▸ **YOUR TASK**
Copy out every line of the items below, everything from the line containing "the windshield wiper." down to the line containing "[(243, 26), (342, 42)]", both included, and nothing else. Multiply each x and y coordinate in the answer lists by 0.95 and round to the nearest whole number (halves round up), leaving all other wording and numbers unchanged.

** Start **

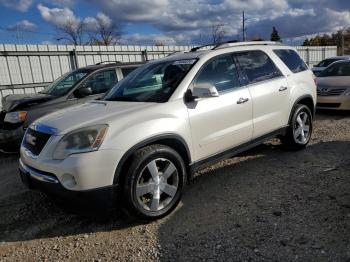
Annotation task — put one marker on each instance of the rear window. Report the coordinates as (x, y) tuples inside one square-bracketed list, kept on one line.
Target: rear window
[(291, 59), (257, 66)]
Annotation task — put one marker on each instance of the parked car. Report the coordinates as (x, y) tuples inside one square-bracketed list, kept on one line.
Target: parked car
[(76, 87), (333, 87), (317, 69), (144, 140)]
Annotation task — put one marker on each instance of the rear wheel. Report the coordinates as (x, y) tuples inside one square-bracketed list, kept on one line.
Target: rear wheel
[(154, 182), (300, 128)]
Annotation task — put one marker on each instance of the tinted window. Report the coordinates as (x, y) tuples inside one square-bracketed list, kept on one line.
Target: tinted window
[(337, 69), (65, 83), (257, 66), (101, 82), (326, 62), (220, 72), (127, 70), (291, 59), (153, 82)]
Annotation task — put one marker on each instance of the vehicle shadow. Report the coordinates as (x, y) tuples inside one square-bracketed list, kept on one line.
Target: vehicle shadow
[(230, 209)]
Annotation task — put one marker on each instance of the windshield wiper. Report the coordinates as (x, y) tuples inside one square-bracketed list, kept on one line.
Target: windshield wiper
[(123, 98)]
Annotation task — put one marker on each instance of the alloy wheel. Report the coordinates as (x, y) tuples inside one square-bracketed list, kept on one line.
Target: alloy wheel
[(157, 184)]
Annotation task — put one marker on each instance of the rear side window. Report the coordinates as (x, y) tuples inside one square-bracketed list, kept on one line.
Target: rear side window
[(257, 66), (127, 70), (220, 72), (291, 59)]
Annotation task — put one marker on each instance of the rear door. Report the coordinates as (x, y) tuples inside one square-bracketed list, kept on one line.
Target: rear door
[(268, 88), (220, 123)]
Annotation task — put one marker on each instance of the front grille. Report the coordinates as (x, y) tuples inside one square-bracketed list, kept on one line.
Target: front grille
[(35, 141), (331, 92), (330, 105)]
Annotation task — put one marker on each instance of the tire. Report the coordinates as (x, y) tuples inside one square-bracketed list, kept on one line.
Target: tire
[(300, 128), (154, 182)]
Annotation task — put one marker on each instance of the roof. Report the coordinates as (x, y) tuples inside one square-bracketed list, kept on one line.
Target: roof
[(198, 52), (112, 64)]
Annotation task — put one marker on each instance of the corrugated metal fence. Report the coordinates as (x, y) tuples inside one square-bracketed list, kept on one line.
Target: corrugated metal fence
[(29, 68)]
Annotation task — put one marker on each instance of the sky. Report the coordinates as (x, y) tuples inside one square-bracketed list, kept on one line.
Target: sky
[(180, 22)]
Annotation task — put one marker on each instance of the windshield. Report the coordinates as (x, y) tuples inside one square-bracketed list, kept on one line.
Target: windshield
[(337, 69), (65, 83), (153, 82)]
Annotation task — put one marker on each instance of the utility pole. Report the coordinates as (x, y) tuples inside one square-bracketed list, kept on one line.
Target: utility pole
[(243, 26), (342, 42)]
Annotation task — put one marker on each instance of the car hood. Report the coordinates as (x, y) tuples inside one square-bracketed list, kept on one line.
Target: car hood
[(91, 113), (334, 82), (11, 102)]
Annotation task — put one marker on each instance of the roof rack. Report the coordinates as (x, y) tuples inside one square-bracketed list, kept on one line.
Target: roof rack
[(176, 52), (194, 49), (231, 44), (108, 62)]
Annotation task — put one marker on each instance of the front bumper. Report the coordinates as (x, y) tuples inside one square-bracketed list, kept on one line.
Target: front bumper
[(104, 198), (333, 102), (12, 138)]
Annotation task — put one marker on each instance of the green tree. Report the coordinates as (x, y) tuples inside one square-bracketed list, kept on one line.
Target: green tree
[(274, 35)]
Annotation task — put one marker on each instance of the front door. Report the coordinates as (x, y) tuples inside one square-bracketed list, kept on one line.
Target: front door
[(220, 123)]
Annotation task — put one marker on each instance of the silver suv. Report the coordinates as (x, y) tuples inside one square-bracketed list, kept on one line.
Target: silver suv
[(144, 140)]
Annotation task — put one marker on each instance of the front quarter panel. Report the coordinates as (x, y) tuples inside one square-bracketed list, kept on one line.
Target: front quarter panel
[(169, 118)]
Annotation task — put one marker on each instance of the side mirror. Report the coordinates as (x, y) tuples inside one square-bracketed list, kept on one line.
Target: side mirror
[(204, 91), (83, 92)]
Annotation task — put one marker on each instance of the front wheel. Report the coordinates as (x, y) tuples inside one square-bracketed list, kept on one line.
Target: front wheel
[(154, 182), (300, 128)]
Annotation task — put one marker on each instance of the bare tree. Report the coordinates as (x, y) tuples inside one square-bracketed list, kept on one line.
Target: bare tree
[(105, 32), (218, 33), (72, 31)]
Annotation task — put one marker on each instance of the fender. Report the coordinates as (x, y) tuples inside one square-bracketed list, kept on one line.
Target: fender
[(148, 141)]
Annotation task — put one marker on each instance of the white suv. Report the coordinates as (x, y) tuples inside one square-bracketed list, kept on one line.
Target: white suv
[(144, 140)]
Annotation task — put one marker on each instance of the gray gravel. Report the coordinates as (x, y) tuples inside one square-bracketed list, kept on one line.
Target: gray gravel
[(267, 204)]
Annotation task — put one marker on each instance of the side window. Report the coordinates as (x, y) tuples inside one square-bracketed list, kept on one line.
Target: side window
[(127, 70), (291, 59), (257, 66), (220, 72), (102, 81)]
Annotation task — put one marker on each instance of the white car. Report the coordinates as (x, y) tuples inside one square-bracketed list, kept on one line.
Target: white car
[(144, 140)]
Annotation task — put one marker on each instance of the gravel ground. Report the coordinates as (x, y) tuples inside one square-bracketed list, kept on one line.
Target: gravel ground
[(266, 204)]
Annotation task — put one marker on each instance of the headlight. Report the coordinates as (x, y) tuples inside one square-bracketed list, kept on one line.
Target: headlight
[(15, 117), (83, 140)]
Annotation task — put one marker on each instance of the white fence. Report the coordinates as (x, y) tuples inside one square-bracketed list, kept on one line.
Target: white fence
[(29, 68)]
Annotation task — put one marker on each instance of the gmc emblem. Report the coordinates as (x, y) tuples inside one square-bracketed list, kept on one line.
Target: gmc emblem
[(31, 139)]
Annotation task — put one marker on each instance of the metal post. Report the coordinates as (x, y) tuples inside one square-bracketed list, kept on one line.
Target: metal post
[(73, 59), (144, 56), (342, 42)]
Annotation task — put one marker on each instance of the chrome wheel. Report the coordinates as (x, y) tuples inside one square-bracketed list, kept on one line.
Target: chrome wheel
[(157, 184), (301, 130)]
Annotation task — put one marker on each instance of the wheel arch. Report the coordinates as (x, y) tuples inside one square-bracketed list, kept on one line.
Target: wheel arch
[(174, 141)]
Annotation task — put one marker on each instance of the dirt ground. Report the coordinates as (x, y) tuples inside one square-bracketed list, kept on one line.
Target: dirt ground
[(267, 204)]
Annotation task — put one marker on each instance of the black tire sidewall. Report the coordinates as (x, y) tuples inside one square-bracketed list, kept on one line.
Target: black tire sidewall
[(140, 160), (297, 111)]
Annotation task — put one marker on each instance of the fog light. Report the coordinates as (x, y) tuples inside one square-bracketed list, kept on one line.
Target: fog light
[(68, 181)]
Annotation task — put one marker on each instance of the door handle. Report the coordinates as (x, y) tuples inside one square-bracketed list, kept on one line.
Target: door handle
[(282, 88), (242, 100)]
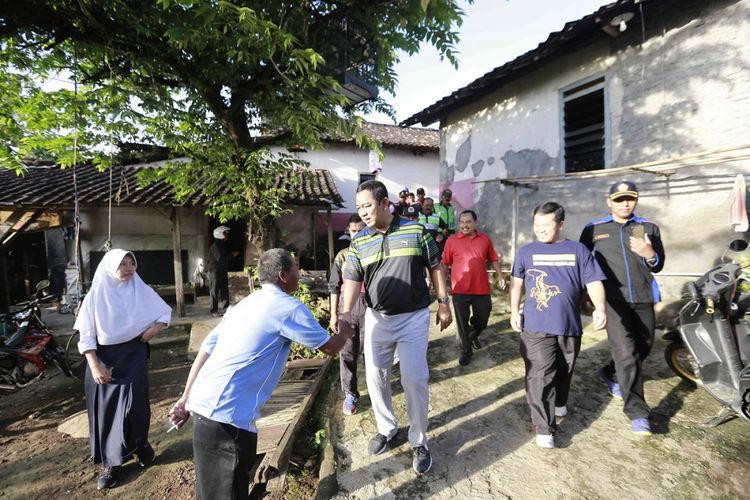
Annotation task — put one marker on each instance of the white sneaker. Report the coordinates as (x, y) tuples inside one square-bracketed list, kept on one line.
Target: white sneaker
[(545, 441)]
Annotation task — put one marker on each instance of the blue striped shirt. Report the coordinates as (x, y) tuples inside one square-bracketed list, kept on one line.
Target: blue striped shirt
[(248, 351)]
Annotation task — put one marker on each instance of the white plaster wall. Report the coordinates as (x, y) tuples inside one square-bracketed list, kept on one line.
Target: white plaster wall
[(400, 168), (684, 91), (142, 228)]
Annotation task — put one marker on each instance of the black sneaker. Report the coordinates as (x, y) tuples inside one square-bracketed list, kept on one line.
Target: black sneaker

** End **

▸ **OUTPUT FOR THIS EXERCISE**
Annotation task — put one marker on each instance of the windshield wiper. Report the coordinates as (x, y) tuples inside one square-bracketed list, kept on one line.
Target: windshield wiper
[(117, 93)]
Annotation task — put one marker on each instance of the alloy wheel. Report the coordinates as (x, y) tuples inside one square-bracketed list, kept on one line.
Target: alloy wheel
[(149, 175)]
Annotation task — put one marker on each instance of the rear side window. Report the coordinates as (x, y) tuples inside one square-bracketed list, kept on one line.
Target: rear side window
[(244, 63), (121, 67), (209, 68), (276, 56)]
Annotation task — put one marker on each instance of the rear door. Report the coordinates as (x, y) tuples inside one square-bracketed list, kept on one line.
Target: rear door
[(255, 84), (209, 117)]
Annotation task — put one marker on each instance of the front grille. Report the coordinates as (x, y) tuples inside one square-bracketed list, kept on one line.
Target: front grille
[(33, 134), (314, 87), (314, 100)]
Annotation task — put one marker on each instance of the tire. Report the coordinates as (x, y) tuples inside one square-bracketed list, kept on one line.
Target: tire
[(285, 122), (146, 173)]
Annotation task — put one marker on each instance of the roof. Report the coordinates as (x, y) tuples inside one square-bracketed list, kept on one line.
Target: roof
[(188, 49), (106, 61)]
Annotation task — put one marker on each instance of the corrugated metal fence. Report the coordinates as (x, y) tuples inside one square-bracketed list, kept on one line.
Target: corrugated metal fence
[(28, 65)]
Annotation task — put one marker on each instance of the sky. Report the coordinates as (x, y) tuples inside one square-bracketed list, kept on one line.
Target: sky
[(171, 21)]
Annotation task — put one marker on each instance of the windshield. Report the coordinates as (x, y) tuples inside one square-bracketed list, kept on one line.
Target: windshield
[(320, 66), (62, 79), (145, 78)]
Annotation task — put one marker on each instance of the utility pole. Report the coordinates as (x, y) tuples inside one square-bracketed list, kept on one line.
Target: utility pole
[(231, 25), (325, 40)]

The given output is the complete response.